## [To be done]
Count how many lines of the items below contain the word "cloud", and give only that number.

## [Dataset excerpts]
──────
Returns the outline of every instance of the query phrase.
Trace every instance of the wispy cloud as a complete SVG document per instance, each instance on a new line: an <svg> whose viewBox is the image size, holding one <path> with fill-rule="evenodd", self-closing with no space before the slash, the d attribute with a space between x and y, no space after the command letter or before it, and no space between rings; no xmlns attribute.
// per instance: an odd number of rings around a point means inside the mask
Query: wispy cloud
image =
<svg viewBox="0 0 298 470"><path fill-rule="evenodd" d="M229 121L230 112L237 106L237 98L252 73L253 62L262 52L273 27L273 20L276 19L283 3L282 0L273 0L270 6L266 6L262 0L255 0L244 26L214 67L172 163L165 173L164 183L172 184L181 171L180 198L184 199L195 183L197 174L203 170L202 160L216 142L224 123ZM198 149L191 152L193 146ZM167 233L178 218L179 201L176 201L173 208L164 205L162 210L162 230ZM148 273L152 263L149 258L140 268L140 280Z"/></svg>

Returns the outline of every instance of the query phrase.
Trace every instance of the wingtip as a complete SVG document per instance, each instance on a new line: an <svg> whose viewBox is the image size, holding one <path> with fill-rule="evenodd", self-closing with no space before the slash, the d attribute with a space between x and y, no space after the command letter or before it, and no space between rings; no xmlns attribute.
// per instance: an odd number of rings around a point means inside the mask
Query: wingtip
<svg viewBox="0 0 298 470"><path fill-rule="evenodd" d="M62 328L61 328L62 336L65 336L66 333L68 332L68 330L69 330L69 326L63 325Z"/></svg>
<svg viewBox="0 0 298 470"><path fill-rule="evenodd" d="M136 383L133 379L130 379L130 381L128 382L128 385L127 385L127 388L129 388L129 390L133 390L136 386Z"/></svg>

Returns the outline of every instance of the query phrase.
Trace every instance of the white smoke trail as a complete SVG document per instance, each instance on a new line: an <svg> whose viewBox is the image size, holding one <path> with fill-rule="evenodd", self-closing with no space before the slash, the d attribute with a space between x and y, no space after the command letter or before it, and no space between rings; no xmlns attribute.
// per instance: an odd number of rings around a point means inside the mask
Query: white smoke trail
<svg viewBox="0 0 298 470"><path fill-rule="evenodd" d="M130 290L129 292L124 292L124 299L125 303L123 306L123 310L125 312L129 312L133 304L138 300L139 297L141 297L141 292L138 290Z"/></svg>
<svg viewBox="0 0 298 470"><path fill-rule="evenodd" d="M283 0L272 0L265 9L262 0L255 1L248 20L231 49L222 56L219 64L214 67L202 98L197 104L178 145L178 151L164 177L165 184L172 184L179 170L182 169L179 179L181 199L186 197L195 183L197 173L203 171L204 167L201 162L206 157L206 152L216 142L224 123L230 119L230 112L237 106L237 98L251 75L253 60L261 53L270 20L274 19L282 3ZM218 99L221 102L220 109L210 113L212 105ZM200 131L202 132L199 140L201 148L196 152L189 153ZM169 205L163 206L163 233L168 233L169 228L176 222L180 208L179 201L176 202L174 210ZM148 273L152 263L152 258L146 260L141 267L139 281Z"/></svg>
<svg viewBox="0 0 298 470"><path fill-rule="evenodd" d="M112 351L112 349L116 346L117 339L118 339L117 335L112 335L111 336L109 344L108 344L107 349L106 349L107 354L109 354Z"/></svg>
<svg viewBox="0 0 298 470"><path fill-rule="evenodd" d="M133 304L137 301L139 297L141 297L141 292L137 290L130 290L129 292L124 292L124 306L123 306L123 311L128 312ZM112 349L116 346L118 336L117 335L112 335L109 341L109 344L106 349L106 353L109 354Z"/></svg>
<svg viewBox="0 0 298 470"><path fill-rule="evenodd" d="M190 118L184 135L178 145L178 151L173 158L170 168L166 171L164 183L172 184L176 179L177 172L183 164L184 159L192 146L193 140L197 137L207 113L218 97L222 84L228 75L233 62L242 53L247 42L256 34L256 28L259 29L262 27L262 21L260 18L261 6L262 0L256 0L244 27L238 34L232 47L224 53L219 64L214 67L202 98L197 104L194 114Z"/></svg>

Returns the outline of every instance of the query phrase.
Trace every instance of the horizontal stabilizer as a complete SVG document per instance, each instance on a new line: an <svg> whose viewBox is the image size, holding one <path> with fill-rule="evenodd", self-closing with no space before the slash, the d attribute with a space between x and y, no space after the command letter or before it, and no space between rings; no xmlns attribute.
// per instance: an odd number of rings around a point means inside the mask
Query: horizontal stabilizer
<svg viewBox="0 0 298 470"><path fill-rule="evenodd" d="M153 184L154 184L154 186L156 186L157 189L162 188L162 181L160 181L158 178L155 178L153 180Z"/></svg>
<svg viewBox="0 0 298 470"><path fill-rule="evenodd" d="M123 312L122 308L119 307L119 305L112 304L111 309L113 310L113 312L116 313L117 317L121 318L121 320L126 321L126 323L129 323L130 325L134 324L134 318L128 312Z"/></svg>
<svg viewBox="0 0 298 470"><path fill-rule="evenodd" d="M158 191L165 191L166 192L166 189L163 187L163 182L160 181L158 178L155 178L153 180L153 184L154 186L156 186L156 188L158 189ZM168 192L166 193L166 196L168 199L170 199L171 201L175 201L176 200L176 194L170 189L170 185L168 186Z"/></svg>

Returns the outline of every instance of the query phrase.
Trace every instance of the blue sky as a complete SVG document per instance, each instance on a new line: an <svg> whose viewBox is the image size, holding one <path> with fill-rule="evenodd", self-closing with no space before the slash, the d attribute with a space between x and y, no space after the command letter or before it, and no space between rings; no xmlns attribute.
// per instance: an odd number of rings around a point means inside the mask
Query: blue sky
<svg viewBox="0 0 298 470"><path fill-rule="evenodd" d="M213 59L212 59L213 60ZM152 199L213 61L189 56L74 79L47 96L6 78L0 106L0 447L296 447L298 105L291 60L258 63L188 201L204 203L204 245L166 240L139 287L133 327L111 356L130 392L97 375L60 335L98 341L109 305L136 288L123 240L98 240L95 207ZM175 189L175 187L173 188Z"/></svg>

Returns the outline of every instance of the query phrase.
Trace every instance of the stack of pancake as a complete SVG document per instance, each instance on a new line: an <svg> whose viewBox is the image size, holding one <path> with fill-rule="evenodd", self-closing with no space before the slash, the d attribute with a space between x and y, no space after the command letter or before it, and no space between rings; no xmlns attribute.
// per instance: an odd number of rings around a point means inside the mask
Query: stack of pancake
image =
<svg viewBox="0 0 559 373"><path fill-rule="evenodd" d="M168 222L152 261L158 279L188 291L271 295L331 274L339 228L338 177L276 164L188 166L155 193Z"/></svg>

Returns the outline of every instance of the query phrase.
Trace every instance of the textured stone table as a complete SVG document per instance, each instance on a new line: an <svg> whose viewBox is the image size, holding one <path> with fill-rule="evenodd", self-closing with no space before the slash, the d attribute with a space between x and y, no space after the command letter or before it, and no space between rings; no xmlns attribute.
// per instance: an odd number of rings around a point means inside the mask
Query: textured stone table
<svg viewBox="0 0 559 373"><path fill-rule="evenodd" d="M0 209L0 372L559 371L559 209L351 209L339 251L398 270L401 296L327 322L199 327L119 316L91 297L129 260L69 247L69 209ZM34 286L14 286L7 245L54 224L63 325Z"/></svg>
──────
## [Task answer]
2